§ **Given passage**:
McLean’s sound was distinctively his own: slightly sharp with a great intensity. He was one of the few bebop-oriented players from the early ‘50s to explore the improvisational free jazz movement of the early ‘60s. A New York Times critic once said McLean “expanded the language of bebop with his own musical vocabulary. He produced a searing tone and was one of jazz’s most expansive innovators.”

McLean told writer Zan Stewart that the most distinctive quality of his playing was his tone. “It’s like an alto, but it’s really a tenor coming from the inside of me,” he said. “If I hadn’t heard Bird [Charlie Parker], I would have switched to tenor, because I was in love with Dexter [Gordon], Ben Webster, Lester Young and the others.”

By the late 1960s, straight-ahead jazz was in a downward cycle and so was McLean, who for several years had been dealing with a heroin addiction that he once told Chicago Tribune critic Howard Reich “happened before I knew it.”

§ **Supplied information**:
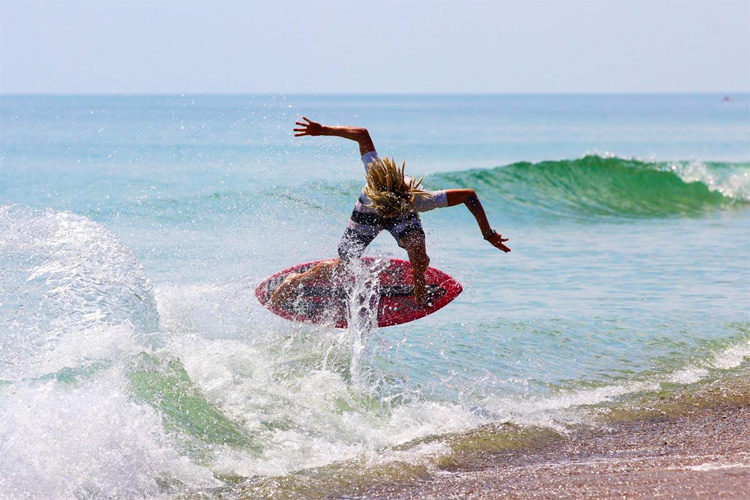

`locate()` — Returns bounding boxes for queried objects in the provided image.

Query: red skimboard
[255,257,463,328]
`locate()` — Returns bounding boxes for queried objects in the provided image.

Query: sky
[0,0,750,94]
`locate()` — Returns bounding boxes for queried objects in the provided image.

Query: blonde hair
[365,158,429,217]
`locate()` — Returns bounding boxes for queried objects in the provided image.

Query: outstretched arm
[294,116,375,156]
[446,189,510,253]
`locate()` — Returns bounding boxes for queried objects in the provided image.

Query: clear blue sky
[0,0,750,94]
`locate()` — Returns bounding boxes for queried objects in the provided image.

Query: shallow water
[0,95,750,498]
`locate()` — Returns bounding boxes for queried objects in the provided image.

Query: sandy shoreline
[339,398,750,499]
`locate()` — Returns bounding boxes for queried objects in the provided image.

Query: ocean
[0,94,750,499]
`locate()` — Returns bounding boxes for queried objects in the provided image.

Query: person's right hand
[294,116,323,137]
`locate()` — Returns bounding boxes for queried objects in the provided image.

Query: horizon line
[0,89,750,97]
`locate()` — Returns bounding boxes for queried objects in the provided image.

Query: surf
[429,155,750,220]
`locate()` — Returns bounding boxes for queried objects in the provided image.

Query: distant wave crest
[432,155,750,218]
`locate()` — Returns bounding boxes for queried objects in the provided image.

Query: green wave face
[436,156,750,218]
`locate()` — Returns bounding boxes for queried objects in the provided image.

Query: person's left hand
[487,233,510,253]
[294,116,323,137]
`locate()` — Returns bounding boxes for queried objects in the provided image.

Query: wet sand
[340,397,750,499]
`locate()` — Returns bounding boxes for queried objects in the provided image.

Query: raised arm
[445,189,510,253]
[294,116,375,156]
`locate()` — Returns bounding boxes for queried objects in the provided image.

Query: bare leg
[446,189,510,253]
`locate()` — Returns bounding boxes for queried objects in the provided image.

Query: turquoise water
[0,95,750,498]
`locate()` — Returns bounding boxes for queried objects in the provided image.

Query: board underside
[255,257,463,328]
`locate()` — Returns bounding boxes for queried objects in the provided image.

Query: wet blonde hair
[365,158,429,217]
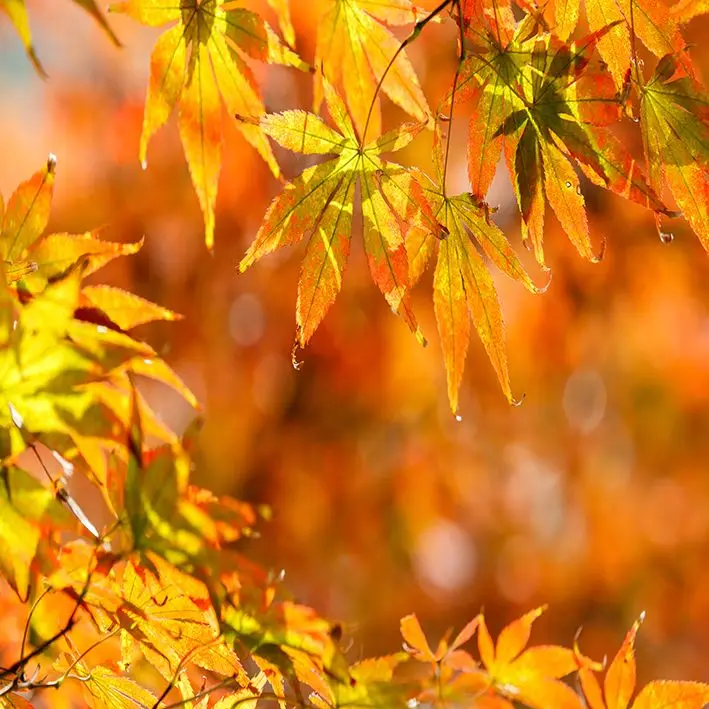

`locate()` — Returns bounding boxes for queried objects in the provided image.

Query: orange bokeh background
...
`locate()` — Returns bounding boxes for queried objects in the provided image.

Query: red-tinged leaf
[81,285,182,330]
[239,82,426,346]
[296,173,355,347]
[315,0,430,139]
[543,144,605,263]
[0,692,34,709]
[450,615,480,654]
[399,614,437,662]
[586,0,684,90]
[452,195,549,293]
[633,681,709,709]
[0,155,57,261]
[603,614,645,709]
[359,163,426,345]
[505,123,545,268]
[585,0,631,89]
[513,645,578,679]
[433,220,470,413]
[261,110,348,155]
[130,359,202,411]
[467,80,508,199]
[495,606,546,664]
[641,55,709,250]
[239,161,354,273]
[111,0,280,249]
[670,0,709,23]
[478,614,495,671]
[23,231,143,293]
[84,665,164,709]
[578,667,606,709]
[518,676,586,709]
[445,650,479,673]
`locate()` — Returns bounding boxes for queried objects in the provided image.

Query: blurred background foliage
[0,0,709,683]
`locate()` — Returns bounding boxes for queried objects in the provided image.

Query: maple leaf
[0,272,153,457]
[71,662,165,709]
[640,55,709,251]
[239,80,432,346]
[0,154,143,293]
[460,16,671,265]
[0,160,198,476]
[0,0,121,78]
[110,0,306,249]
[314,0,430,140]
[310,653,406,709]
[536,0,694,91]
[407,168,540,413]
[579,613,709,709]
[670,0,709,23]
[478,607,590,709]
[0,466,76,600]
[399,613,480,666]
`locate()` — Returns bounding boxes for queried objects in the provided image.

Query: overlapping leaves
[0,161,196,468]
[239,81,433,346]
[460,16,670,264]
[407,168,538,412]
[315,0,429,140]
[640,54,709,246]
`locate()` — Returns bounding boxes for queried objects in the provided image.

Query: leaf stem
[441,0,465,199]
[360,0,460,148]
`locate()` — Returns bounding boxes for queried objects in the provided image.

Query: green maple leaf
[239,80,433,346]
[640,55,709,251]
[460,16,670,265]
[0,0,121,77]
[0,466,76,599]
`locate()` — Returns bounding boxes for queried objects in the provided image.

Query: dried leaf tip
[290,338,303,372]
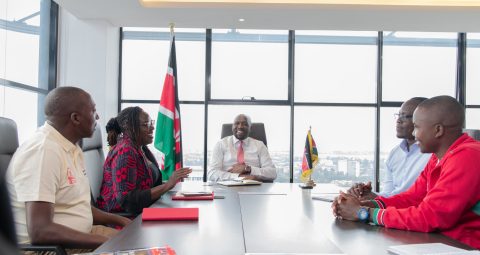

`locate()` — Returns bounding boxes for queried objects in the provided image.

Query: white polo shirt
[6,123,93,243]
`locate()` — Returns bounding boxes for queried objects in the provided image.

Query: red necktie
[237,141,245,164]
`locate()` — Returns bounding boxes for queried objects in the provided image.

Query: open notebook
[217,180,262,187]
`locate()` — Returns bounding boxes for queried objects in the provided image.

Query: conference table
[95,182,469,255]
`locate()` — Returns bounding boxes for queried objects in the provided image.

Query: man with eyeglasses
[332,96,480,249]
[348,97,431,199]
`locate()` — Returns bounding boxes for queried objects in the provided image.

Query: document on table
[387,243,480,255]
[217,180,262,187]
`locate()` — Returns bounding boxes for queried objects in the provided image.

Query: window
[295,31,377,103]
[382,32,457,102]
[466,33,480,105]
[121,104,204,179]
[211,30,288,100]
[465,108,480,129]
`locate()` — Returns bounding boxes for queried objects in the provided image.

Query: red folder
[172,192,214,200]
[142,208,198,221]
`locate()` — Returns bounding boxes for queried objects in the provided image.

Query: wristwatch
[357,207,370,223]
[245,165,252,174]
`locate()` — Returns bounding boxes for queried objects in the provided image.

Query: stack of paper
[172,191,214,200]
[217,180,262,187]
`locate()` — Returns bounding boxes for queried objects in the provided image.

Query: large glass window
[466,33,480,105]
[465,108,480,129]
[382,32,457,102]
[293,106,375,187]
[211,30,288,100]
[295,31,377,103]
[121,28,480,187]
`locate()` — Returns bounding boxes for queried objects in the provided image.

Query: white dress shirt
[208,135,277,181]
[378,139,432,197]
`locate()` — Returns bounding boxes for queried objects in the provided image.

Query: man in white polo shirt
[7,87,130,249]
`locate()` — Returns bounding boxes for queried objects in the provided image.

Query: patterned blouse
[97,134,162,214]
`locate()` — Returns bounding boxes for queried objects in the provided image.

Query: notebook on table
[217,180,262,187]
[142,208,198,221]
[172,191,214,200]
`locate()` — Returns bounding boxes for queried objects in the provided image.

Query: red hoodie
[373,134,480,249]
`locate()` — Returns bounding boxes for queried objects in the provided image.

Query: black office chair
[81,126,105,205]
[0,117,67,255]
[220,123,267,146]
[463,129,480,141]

§ **Set of tasks**:
1. Translate this sentence from the passage on McLean into Spanish: "McLean told writer Zan Stewart that the most distinctive quality of his playing was his tone."
2. Answer these questions using the passage on McLean.
(a) Which movement of the early '60s did McLean explore?
(b) To which instrument did McLean say he would have switched if he had not heard Bird?
(c) Which critic did McLean tell that his heroin addiction "happened before I knew it"?
The rows have no connection to the text.

§ **Per-task answers**:
1. McLean le dijo al escritor Zan Stewart que la cualidad más distintiva de su forma de tocar era su tono.

2.
(a) The improvisational free jazz movement.
(b) The tenor.
(c) Howard Reich of the Chicago Tribune.